■ **Text segment**:
Politics Fiction and Empathy

So I was meandering through the interwebz the other day looking for something interesting to watch and I ran across this:


Committed Fiction


In the (admittedly long) discussion, Miéville and Schaefer ask whether fiction and politics make good bedfellows, whether politics and propaganda must always be separate or opposed and if not then, ‘What is it we’re doing, when we write (politically) committed fiction?’



Miéville concludes that the political intervention enacted by stories is a kind of ‘flag-waving’, such that ‘you can’t read them without knowing they come from a certain place in the world,’ and that this sort of statement of intent is what’s upsetting those readers who accuse political fiction of being didactic or propagandist: people who say that art and propaganda must always be opposed.


I’d be inclined to approach the question slightly differently, rather than ask ‘what is it we’re doing when we write politically committed fiction’ I’d ask ‘What is it we’re doing when we write fiction’ simpliciter. How does it work? And once we understand that, what kind of political impact does that mode of operation lend itself to?


Max Schaefer nails this later on in the video when he starts talking about empathy, because if there’s one key mechanism that keeps stories ticking that’s it – the emotional, and imaginative identification with character. It’s one of the things stories are for, and it leads people to approach them in a very different frame of mind to that in which they approach political debate.

■ **Entries provided**:

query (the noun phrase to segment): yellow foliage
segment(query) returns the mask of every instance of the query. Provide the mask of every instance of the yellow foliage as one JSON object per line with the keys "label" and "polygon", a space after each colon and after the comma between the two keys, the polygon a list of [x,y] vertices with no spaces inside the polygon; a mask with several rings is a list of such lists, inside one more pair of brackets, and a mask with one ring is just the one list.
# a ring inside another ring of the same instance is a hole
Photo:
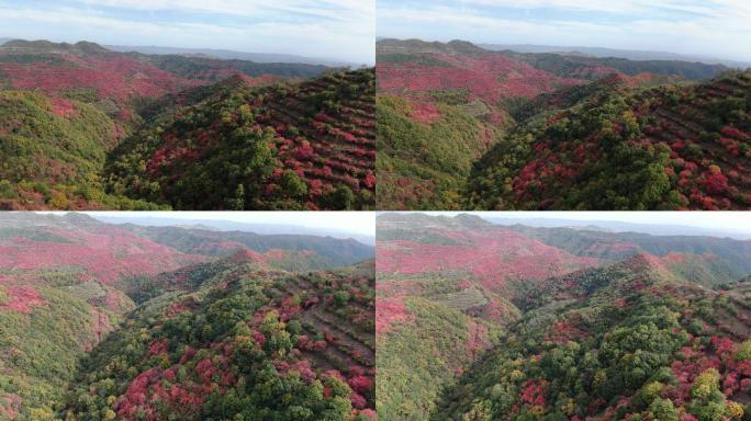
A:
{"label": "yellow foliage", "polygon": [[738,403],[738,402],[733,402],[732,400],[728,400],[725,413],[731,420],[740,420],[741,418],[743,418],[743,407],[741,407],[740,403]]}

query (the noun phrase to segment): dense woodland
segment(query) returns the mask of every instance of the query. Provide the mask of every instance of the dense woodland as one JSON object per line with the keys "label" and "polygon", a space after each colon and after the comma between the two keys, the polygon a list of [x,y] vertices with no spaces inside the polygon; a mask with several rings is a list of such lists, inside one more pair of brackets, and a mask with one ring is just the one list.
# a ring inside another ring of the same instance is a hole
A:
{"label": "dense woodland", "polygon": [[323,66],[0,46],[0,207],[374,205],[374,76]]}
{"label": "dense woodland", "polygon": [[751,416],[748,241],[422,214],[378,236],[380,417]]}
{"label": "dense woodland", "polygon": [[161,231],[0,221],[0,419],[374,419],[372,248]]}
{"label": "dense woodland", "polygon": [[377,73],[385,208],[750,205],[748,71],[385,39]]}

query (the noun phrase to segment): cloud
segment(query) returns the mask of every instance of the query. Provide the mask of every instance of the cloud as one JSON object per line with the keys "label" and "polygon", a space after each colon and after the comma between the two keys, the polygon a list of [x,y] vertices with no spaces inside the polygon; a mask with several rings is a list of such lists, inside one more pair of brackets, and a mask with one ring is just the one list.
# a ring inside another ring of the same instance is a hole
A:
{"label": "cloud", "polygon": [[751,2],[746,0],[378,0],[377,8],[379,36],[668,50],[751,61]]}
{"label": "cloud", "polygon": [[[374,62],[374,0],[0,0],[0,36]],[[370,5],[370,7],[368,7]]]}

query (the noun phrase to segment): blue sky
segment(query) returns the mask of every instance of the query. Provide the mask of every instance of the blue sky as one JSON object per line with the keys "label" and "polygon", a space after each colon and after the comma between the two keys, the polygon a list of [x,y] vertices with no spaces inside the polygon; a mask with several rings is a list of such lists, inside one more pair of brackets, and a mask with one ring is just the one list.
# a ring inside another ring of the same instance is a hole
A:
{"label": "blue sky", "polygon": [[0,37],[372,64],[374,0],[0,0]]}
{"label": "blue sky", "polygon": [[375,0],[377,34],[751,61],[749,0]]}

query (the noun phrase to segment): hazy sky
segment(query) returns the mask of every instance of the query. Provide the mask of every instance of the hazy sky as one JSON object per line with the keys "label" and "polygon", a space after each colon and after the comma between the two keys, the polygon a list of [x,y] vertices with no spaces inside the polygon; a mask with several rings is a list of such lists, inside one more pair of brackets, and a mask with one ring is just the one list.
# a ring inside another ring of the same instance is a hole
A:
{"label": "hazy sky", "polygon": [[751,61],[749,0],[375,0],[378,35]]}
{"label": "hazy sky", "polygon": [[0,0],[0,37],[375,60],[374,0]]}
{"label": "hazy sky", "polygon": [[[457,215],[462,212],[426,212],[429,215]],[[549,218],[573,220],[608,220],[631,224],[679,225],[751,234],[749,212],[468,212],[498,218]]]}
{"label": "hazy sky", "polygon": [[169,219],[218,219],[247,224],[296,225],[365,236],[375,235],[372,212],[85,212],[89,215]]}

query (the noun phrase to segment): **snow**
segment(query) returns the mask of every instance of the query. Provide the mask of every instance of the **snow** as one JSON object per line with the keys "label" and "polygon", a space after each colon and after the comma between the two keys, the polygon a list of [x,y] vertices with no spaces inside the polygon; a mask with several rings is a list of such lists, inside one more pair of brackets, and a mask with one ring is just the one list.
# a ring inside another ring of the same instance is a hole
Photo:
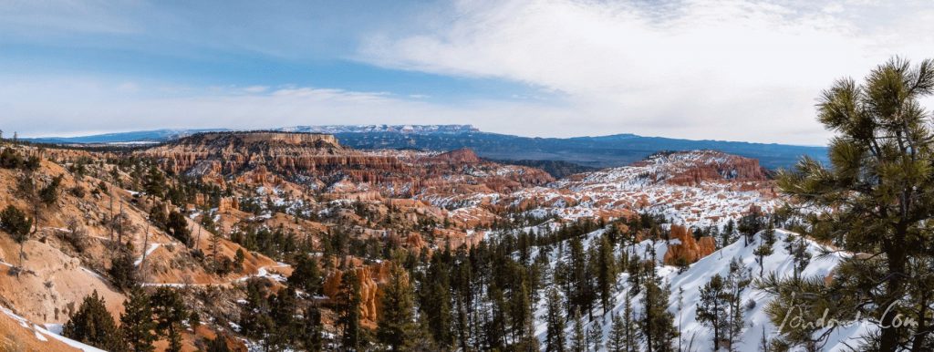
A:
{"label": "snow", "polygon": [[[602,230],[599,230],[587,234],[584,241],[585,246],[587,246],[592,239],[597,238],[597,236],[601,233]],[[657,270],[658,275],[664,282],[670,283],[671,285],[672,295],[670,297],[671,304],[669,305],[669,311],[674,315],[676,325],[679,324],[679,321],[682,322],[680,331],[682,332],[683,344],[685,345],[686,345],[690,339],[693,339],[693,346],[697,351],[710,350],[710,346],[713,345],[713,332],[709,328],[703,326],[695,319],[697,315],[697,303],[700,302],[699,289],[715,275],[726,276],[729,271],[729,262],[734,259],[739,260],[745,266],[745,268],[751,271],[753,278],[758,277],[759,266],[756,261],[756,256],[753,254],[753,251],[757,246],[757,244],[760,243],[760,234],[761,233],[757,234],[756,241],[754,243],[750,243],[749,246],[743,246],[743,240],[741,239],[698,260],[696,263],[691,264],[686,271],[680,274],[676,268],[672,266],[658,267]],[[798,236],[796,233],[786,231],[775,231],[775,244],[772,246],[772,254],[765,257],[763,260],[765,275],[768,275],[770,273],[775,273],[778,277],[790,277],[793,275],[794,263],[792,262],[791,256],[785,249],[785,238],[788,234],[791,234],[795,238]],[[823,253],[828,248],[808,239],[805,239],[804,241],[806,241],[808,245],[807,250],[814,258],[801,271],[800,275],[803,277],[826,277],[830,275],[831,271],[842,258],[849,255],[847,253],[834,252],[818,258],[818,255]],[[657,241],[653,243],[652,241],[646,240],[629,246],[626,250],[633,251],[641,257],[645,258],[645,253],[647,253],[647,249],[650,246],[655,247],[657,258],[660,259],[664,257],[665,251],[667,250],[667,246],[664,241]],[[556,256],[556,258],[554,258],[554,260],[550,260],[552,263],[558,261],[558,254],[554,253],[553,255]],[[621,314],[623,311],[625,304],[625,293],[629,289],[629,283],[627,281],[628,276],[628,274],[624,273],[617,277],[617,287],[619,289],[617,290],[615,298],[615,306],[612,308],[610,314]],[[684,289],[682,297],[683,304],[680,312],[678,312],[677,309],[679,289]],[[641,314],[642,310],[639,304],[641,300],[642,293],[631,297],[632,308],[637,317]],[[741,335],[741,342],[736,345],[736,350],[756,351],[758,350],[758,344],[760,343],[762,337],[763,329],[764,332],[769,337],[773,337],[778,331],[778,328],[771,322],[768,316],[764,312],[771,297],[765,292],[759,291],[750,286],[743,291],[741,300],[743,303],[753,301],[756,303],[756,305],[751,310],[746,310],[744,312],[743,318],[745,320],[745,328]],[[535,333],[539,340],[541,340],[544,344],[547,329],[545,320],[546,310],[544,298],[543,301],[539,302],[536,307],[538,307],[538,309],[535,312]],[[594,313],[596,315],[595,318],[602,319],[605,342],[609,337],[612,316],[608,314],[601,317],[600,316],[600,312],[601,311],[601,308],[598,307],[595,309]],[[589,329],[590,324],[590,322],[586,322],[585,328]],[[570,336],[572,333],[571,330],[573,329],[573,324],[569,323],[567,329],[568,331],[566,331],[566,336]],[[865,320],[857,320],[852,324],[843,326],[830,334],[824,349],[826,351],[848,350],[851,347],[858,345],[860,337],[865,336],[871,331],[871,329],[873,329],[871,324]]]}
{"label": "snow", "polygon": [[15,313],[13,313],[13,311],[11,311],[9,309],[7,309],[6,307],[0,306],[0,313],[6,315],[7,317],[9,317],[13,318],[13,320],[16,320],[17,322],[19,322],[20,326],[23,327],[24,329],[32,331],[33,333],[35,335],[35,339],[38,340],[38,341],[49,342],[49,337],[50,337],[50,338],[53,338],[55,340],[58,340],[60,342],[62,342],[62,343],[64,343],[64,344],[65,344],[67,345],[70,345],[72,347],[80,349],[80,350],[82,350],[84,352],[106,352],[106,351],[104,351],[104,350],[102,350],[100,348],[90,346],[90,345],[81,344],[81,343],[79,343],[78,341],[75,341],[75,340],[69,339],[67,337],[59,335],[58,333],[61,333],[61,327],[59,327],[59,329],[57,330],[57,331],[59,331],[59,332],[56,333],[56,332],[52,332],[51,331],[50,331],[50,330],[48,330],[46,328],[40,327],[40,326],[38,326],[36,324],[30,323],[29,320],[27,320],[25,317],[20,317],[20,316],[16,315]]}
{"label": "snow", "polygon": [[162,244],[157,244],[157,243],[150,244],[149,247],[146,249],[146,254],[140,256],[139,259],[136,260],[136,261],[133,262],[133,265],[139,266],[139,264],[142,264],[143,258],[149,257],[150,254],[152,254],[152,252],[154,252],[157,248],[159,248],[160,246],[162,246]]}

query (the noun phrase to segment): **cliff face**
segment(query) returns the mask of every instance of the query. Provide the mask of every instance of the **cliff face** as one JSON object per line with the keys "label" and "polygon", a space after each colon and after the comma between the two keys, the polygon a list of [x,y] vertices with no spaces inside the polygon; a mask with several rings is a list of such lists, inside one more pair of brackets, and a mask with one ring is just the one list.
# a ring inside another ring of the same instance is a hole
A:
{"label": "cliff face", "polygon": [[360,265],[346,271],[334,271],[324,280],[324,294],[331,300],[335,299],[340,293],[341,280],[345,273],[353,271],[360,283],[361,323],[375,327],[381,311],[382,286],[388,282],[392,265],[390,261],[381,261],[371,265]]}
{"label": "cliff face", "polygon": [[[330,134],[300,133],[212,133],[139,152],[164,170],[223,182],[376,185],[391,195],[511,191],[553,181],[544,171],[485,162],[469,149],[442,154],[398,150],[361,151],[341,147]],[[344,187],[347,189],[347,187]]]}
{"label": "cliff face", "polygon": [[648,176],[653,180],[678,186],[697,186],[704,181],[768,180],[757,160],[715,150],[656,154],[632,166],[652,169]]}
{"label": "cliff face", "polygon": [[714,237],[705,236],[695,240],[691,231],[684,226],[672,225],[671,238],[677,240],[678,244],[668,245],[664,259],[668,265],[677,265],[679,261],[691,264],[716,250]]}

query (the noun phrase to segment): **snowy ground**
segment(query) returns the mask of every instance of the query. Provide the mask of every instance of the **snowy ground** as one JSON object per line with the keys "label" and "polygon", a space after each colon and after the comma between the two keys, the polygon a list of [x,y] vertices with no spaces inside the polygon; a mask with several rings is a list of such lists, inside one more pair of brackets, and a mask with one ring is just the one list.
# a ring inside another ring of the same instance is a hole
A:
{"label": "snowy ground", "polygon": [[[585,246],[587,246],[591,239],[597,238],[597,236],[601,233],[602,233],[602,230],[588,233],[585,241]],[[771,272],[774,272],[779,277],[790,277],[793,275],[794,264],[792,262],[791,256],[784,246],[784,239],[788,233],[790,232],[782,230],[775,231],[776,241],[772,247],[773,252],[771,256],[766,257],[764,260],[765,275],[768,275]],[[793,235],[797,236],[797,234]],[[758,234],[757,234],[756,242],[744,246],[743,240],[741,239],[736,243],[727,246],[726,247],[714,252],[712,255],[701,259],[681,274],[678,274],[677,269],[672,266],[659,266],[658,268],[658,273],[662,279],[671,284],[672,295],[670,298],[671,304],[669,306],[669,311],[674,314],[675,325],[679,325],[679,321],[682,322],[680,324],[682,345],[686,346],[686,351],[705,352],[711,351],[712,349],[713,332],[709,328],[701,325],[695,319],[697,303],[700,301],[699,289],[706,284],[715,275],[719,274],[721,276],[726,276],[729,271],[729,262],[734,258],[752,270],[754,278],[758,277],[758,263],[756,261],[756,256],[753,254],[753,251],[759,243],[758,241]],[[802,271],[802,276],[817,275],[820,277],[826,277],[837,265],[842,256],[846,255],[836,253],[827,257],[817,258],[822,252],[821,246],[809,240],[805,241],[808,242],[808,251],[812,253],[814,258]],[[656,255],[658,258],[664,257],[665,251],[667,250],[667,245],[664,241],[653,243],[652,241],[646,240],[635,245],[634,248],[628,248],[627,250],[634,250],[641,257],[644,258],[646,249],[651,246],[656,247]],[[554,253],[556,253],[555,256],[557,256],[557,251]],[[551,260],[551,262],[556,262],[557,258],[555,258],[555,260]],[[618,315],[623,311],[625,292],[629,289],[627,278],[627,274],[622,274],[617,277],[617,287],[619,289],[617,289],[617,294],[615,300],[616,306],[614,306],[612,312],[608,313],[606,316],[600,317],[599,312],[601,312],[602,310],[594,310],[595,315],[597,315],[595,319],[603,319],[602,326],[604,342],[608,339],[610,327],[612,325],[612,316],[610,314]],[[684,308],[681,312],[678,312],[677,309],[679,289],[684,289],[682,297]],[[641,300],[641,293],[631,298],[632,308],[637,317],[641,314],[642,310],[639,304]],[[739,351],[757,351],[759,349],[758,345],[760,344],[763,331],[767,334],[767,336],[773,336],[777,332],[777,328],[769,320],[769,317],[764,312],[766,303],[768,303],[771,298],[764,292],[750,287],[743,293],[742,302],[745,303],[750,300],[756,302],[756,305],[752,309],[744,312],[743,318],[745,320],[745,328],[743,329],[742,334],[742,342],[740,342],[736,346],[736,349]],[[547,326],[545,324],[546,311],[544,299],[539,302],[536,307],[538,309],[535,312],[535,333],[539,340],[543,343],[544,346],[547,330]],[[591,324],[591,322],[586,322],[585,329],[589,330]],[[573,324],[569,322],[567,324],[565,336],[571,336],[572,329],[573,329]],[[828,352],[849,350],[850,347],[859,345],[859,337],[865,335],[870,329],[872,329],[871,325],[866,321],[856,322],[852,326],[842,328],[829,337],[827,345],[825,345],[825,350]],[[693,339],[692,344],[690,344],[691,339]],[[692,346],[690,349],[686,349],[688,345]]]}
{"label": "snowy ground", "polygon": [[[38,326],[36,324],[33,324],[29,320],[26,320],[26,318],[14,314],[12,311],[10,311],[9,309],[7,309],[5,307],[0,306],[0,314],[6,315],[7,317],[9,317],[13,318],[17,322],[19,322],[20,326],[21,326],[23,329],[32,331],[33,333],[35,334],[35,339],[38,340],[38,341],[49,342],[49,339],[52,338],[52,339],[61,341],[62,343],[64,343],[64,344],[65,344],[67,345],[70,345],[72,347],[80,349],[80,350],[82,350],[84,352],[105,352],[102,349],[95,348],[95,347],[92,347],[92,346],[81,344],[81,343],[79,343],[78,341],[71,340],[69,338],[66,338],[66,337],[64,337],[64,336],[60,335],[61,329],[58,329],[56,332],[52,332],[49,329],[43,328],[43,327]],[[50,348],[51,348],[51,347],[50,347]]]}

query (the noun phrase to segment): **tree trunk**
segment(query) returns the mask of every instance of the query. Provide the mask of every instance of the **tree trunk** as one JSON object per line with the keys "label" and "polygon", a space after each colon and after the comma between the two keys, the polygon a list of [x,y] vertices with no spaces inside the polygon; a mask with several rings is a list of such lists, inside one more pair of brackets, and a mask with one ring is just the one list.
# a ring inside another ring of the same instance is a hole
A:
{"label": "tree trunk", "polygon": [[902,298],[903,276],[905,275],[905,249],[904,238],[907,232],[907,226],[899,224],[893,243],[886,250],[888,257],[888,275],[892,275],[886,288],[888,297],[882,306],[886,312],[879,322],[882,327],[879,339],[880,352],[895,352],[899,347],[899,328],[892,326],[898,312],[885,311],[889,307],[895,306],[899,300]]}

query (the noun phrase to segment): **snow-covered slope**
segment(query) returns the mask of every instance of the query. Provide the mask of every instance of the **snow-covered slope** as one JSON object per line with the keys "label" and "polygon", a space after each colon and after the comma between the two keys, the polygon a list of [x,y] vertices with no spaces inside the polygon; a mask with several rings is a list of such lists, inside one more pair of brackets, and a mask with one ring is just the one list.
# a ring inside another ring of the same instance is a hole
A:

■ **What the task requires**: Quote the piece on politics, fiction and empathy above word for word, from its title to its final sentence.

■ **Result of this exercise**:
Politics Fiction and Empathy

So I was meandering through the interwebz the other day looking for something interesting to watch and I ran across this:


Committed Fiction


In the (admittedly long) discussion, Miéville and Schaefer ask whether fiction and politics make good bedfellows, whether politics and propaganda must always be separate or opposed and if not then, ‘What is it we’re doing, when we write (politically) committed fiction?’



Miéville concludes that the political intervention enacted by stories is a kind of ‘flag-waving’, such that ‘you can’t read them without knowing they come from a certain place in the world,’ and that this sort of statement of intent is what’s upsetting those readers who accuse political fiction of being didactic or propagandist: people who say that art and propaganda must always be opposed.


I’d be inclined to approach the question slightly differently, rather than ask ‘what is it we’re doing when we write politically committed fiction’ I’d ask ‘What is it we’re doing when we write fiction’ simpliciter. How does it work? And once we understand that, what kind of political impact does that mode of operation lend itself to?


Max Schaefer nails this later on in the video when he starts talking about empathy, because if there’s one key mechanism that keeps stories ticking that’s it – the emotional, and imaginative identification with character. It’s one of the things stories are for, and it leads people to approach them in a very different frame of mind to that in which they approach political debate.